-- Text segment follows --
Disruptive innovation – Unequal growth in a changing world

Disruptive innovation – Unequal growth in a changing world

Technological advances and innovative business models are transforming the size and structure of entire markets. New technologies are being adopted more rapidly than ever before, bringing benefits to customers, along with huge but unequal shifts in corporate earnings. This acceleration of market disruption has important implications for global equity investors.

“The reason why it is so difficult for existing firms to capitalise on disruptive innovations is that their processes and their business model that make them good at the existing business, actually make them bad at competing for the disruption.”
– Clayton Christensen (1950 – 2020), Professor of Business Administration, Harvard Business School, developer of the theory of disruptive innovation (1995)

This four-part series investigates key structural trends identified by Axiom Investors – known as the 4 D’s – which are driving long-term equity returns:

We previously published an analysis of the economic effects and investment implications of deglobalisation. In this article, we consider the impact of disruptive innovation on investment returns.

What is disruptive innovation?

Investopedia defines disruptive innovation as:

“The innovation that transforms expensive or highly sophisticated products or services – previously accessible to a high-end or more-skilled segment of consumers – to those that are more affordable and accessible to a broader population. This transformation disrupts the market by displacing long-standing, established competitors.”

Disruptive innovation is frequently driven by rapidly advancing technologies that are catalysts for new growth opportunities. These often evolve within an environment of structural change, such as labour shortages, time poverty of professionals, sedentary lifestyles, and consumption shifting to align with values.

Which markets are experiencing disruption?

Technological advancement and disruption often go together. Amazon disrupted the retail book market through an online platform which removed the need to visit physical bookstores, before expanding into many other markets. Uber disrupted the taxi market by providing a cheaper and more user-friendly transportation option. Netflix used technology to disrupt first the video rental and then the pay television markets by delivering televised content on demand, free from schedules. Lockdowns accelerated adoption of many such business models.

However, not all disruption relies on technological progress. Costco’s business model serves grocery shoppers with above average incomes and storage space for bulk items, but who are searching for a bargain. Cosmetic brand e.l.f. Beauty markets ‘affordable luxuries’ to digital native millennial/gen Z females who are concerned about the ethical sourcing of products. Both have recently seized market share from larger, well-established businesses.

Increasingly sedentary lifestyles have expanded the size of the weight loss market which has traditionally comprised of diet and exercise programs. Novo Nordisk and Eli Lilly’s GLP-1 obesity treatments have repurposed existing pharmaceuticals to offer much more immediate results, leading to rapid sales growth.
-- Text segment concluded --
-- Information shown follows --
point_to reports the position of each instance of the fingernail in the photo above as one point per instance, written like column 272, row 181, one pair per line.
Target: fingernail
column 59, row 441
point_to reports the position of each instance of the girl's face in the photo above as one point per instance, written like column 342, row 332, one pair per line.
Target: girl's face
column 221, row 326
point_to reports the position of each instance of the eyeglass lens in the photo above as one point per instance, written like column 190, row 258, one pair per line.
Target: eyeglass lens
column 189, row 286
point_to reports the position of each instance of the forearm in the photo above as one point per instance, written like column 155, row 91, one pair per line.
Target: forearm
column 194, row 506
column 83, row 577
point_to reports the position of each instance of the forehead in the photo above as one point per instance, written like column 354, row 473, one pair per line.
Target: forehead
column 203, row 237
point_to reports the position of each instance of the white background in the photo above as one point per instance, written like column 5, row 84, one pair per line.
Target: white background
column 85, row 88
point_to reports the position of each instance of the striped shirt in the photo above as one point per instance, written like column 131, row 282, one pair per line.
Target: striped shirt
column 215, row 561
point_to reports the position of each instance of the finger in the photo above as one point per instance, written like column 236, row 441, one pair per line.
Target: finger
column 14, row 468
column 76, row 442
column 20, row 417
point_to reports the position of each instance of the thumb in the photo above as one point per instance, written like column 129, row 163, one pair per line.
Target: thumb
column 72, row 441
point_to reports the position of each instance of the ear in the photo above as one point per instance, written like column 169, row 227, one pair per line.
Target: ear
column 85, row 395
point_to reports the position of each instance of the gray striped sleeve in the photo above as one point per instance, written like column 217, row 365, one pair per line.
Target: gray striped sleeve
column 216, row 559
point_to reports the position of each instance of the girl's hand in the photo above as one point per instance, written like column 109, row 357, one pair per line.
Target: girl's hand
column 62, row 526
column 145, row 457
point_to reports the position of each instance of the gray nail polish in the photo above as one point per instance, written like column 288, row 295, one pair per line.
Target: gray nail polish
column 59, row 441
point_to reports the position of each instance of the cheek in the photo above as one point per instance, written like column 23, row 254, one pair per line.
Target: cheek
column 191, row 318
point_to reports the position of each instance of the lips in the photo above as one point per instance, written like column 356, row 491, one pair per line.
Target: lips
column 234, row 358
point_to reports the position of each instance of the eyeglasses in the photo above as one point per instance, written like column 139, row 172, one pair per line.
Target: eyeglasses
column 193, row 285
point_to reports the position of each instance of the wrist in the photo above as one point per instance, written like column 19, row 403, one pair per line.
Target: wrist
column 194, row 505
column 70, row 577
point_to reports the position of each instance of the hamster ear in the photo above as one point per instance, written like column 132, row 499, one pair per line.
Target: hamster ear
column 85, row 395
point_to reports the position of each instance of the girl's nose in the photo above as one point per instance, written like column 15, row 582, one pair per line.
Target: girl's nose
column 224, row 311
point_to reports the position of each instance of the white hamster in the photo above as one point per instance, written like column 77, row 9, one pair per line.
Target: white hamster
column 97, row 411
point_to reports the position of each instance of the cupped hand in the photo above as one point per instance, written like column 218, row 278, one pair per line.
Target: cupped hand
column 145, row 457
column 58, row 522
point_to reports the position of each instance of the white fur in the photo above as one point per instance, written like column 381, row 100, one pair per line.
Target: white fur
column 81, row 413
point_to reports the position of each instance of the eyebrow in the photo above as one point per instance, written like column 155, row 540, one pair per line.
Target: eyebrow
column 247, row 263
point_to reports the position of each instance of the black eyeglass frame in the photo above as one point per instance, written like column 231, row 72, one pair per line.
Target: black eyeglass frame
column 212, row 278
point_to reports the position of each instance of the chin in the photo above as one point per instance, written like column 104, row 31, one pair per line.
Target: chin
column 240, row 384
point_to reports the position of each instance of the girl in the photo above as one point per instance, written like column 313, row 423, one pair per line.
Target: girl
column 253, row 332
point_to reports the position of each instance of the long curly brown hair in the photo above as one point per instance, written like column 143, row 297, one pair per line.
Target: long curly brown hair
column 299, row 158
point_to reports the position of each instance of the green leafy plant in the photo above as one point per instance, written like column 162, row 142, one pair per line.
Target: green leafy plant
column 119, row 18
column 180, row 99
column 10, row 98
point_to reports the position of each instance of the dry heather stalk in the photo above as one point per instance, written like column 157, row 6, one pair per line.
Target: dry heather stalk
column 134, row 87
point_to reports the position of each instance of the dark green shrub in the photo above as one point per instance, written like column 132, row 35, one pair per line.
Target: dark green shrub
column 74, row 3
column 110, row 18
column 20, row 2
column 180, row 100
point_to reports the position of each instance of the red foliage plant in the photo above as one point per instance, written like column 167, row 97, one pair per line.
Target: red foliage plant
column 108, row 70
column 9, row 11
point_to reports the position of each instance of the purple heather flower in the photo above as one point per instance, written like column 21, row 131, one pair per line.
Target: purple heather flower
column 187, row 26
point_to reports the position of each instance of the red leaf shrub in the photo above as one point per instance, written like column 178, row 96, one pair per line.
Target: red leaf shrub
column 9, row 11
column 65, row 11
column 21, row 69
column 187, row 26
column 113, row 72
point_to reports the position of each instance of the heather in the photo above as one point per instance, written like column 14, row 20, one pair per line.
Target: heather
-- Information shown concluded --
Exercise tasks:
1. Answer these questions from the article on disruptive innovation:
(a) Who is credited with developing the theory of disruptive innovation?
(b) Which two markets did Netflix disrupt, in order?
(c) Which two companies offer GLP-1 obesity treatments?
2. In the article on disruptive innovation, turn the paragraph beginning "However, not all disruption relies on technological progress" into a short bulleted list that keeps its main facts.
3. Extend the article on disruptive innovation, starting after its last sentence.
The records can be set aside, as nothing here depends on them.

Numbered answers:
1.
(a) Clayton Christensen, Professor of Business Administration at Harvard Business School.
(b) First the video rental market, then the pay television market.
(c) Novo Nordisk and Eli Lilly.

2.
- Not all disruption depends on technological progress.
- Costco serves grocery shoppers who have above-average incomes and room to store bulk items but still look for bargains.
- e.l.f. Beauty sells "affordable luxuries" to digital native millennial and gen Z women who care about ethical sourcing.
- Both companies have recently taken market share from larger, well-established businesses.

3.
What does the wave of disruption mean for corporate earnings and share prices?

Disruption is getting faster; this graphic shows how the adoption of new technology is accelerating:

Source: visualcapitalist.com and Pengana Capital Group

The speed of growth reflects faster information flow and the increasing willingness – especially of tech savvy younger demographic cohorts – to change their media consumption and buying habits. It also reflects the immense capital investment that established technology groups and others can quickly allocate to disruptive projects. This creates significant barriers to entry once a very limited number of participants are entrenched, providing space to further enhance their technology and rapidly scale revenue.

Advanced computing power supports a wide range of generative AI tools which facilitate disruption across the global economy. Those businesses who are ‘selling the shovels in the AI gold rush’ such as leading fast semiconductor developer Nvidia and the ‘big three’ cloud computing providers Google Cloud, Microsoft Azure, and Amazon Web Services are delivering rapid earnings growth.

What should investors do now?

Disruptive innovation is reshaping the global economy and the earnings growth of companies within it. However, not all companies will be impacted equally. The concentration of earnings growth within a limited number of companies – often not the pre-disruption market leaders – may well continue. This environment favours investing in a select set of quality stocks aligned to shifting consumer behaviour rather than the whole market.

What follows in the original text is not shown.